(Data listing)

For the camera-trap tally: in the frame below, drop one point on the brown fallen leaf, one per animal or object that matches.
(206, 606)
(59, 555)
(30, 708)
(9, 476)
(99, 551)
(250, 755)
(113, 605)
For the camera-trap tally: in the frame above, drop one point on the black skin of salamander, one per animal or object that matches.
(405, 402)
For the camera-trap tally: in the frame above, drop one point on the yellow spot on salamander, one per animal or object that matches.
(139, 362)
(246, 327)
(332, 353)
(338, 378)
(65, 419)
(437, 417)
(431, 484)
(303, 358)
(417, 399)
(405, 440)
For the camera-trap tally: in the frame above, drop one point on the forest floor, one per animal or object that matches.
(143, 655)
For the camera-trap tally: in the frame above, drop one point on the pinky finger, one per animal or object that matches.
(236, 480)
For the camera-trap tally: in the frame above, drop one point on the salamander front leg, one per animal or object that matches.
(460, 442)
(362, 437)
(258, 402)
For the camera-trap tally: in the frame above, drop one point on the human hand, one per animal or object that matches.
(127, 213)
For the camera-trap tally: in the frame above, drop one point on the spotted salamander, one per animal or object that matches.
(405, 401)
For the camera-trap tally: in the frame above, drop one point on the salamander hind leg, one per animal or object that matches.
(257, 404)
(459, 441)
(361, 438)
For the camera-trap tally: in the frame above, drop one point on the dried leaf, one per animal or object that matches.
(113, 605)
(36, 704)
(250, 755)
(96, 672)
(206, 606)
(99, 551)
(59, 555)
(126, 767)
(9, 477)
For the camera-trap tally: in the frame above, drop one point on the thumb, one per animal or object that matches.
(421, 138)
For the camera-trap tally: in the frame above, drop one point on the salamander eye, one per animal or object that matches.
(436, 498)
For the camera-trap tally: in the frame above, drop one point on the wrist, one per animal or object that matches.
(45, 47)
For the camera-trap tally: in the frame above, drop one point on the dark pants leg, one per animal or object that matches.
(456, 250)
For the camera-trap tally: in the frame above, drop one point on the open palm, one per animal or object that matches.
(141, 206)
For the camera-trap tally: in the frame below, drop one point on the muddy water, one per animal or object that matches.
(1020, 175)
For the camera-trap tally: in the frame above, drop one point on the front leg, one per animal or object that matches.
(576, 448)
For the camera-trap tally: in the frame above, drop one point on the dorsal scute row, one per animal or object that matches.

- **WHAT YOU SHOULD DO**
Please format every line of the data listing above as a Markdown table with two columns, "Row" and "Listing line". Number the rows in order and omit blank lines.

- **SOLUTION TO THE PROBLEM**
| Row | Listing line |
|---|---|
| 1 | For the camera-trap tally: in the frame below, drop one point on the brown fallen leaf, one per animal or object that matches. |
| 2 | (206, 606) |
| 3 | (59, 555) |
| 4 | (30, 708) |
| 5 | (9, 476) |
| 6 | (99, 551) |
| 7 | (250, 755) |
| 8 | (113, 605) |
| 9 | For the camera-trap tally: in the frame above, drop one point on the black skin of salamander, one per animal or object that matches. |
| 10 | (405, 402) |
| 11 | For the camera-trap tally: in the frame above, drop one point on the yellow spot on salamander, one per animal or object that matches. |
| 12 | (139, 362) |
| 13 | (246, 327) |
| 14 | (332, 353) |
| 15 | (338, 378) |
| 16 | (65, 419) |
| 17 | (437, 417) |
| 18 | (431, 484) |
| 19 | (303, 358) |
| 20 | (417, 399) |
| 21 | (405, 440) |
| 22 | For the camera-trap tally: in the frame above, drop one point on the forest floor, one per animal or object that matches. |
| 23 | (143, 655) |
| 24 | For the camera-trap tally: in the frame above, drop one point on the pinky finger, one per animal or object that matches. |
| 25 | (236, 480) |
| 26 | For the camera-trap tally: in the frame above, drop one point on the salamander front leg, one per animal or object that matches. |
| 27 | (460, 442) |
| 28 | (362, 437) |
| 29 | (258, 402) |
| 30 | For the camera-trap tally: in the frame above, drop one point on the human hand, one per animal or object that matches. |
| 31 | (127, 213) |
| 32 | For the camera-trap tally: in the frame above, drop one point on the spotted salamander, one per animal or object that matches. |
| 33 | (405, 401) |
| 34 | For the camera-trap tally: in the frame above, drop one point on the salamander hind leg, one per animal or object that matches. |
| 35 | (257, 404) |
| 36 | (459, 441) |
| 37 | (361, 438) |
| 38 | For the camera-trap tally: in the frame above, drop one point on the dried leaf, one per animal or object that matches. |
| 39 | (113, 605) |
| 40 | (36, 704) |
| 41 | (250, 755) |
| 42 | (96, 672) |
| 43 | (206, 606) |
| 44 | (99, 551) |
| 45 | (59, 555) |
| 46 | (126, 767) |
| 47 | (9, 477) |
| 48 | For the camera-trap tally: in the frame above, drop one point on the thumb, one per animal or object that matches. |
| 49 | (421, 138) |
| 50 | For the camera-trap tally: in the frame above, drop one point on the salamander eye, one per animal or object that matches. |
| 51 | (436, 498) |
| 52 | For the camera-trap tally: in the frame above, drop one point on the wrist, one per animal or object that matches. |
| 53 | (45, 47) |
| 54 | For the camera-trap tally: in the frame above, drop one point on the dark pants leg, one per animal or object that matches. |
| 55 | (456, 250) |
| 56 | For the camera-trap tally: in the frame above, drop one point on the open palm, one per animal or object that matches. |
| 57 | (141, 206) |
| 58 | For the camera-trap tally: in the frame below, drop one point on the muddy water, one per animal or object that matches. |
| 59 | (1020, 175) |
| 60 | For the camera-trap tally: in the frame above, drop one point on the front leg, one per animal or object that matches. |
| 61 | (576, 448) |
| 62 | For the camera-trap tally: in the frame above, drop one point on the dorsal scute row, one per animal or object that matches. |